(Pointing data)
______________________________

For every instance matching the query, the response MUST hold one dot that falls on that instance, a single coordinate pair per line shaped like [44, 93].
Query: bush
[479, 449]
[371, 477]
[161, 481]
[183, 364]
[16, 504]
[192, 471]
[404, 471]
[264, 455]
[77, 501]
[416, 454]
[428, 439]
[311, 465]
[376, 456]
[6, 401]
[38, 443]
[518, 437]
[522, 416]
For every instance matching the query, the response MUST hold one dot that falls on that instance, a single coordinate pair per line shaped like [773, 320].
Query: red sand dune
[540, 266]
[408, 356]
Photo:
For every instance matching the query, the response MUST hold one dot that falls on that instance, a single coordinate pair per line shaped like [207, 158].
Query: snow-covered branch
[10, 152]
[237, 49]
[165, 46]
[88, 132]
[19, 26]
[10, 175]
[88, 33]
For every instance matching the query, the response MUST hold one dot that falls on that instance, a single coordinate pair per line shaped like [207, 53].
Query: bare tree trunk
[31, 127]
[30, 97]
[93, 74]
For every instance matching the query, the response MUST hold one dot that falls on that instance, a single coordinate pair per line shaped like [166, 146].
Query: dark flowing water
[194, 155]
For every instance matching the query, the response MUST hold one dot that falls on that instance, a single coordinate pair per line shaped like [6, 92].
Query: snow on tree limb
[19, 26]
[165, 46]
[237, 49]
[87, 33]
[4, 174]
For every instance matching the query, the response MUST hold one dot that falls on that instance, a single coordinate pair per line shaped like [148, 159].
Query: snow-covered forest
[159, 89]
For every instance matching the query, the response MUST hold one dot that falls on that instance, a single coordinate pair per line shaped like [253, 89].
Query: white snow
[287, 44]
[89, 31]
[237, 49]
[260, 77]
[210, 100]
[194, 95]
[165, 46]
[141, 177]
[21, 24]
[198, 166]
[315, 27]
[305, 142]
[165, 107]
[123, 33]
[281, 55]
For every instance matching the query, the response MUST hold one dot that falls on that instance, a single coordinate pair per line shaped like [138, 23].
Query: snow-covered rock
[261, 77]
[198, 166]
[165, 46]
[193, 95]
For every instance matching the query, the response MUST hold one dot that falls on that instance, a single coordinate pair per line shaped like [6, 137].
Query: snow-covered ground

______________________________

* [EXERCISE REQUIREMENTS] Write out, word for word, the stretch of the data from the line that contains "like [6, 137]." through the end of the data.

* [SOLUTION TO THIS TASK]
For every instance matching the query, the response MUST hold one dot that falls on that instance, a single coordinate pair per line shaped like [6, 137].
Query: snow-covered ground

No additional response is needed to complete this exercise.